▶ [EXERCISE TASK]
Express the items below as a two-column CSV with the header columns "prompt" and "response". Give one row per item, putting its text and its answer each in a single quoted field with line breaks replaced by spaces, and leave the picture out.

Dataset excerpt
^^^^^^^^

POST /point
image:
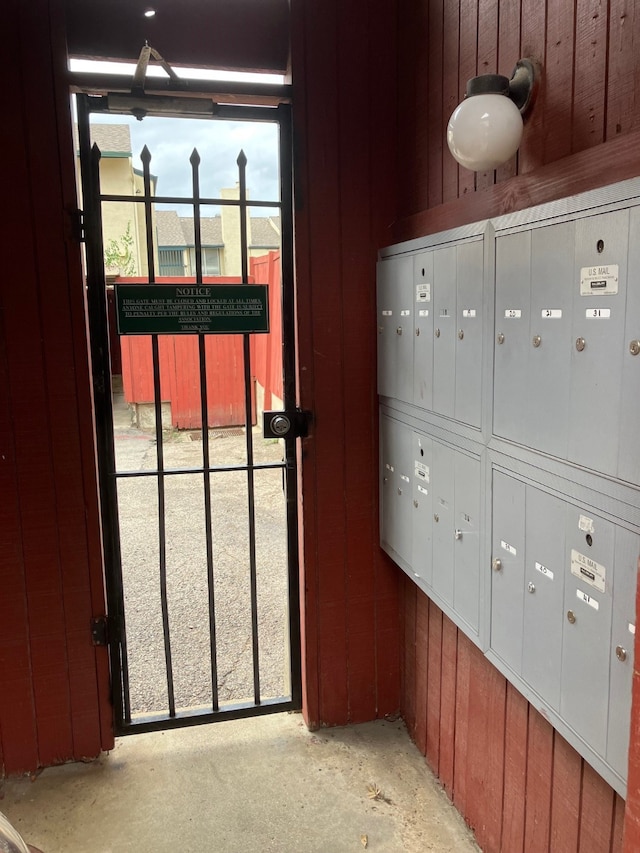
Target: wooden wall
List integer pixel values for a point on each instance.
(343, 65)
(518, 784)
(53, 684)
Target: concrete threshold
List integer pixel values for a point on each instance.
(262, 784)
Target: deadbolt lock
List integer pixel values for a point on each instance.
(289, 424)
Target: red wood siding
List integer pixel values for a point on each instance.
(519, 784)
(267, 349)
(54, 683)
(344, 204)
(588, 52)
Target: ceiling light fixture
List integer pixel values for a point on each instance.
(485, 130)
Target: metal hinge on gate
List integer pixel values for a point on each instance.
(100, 631)
(287, 424)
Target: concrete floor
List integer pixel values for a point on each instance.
(264, 784)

^^^^^^^^

▶ [FULL OUTPUT]
prompt,response
"POST /point image: Target: wooden wall List integer pixel values for a point on each instance.","(343, 65) (518, 784) (53, 684)"
"Target: concrete threshold List integer pixel values for a point on each instance.","(262, 784)"
"Target: deadbolt lock List integer pixel values for a point on each instance.","(289, 424)"
"Target: red wood siding List integer pixel values for a point on each instance.","(519, 784) (267, 349) (54, 683) (344, 204) (588, 52)"
"Target: ceiling light fixture List integer pixel values for a point on each instance.","(485, 130)"
"Target: metal hinge on gate List integer pixel values for a point on each instance.","(100, 631) (287, 424)"
"Target: concrete floor List integer pixel values for a point on each instance.","(264, 784)"